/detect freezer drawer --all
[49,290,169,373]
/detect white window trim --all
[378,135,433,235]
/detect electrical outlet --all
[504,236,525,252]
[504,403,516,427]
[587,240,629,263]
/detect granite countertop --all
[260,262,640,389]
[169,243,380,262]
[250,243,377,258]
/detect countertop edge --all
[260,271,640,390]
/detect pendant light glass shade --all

> _Do this_:
Rewrite all of the lines above, substituting "worktop" for every "countertop" and keeping everything else the same.

> _Output of the exercise_:
/detect freezer drawer --all
[49,290,169,373]
/detect white window trim --all
[378,135,433,235]
/detect electrical outlet --all
[504,236,525,252]
[504,403,516,427]
[587,240,629,263]
/detect granite worktop --all
[260,262,640,389]
[169,243,380,262]
[250,243,377,258]
/detect worktop edge --all
[260,271,640,390]
/detect pendant light glass shade --all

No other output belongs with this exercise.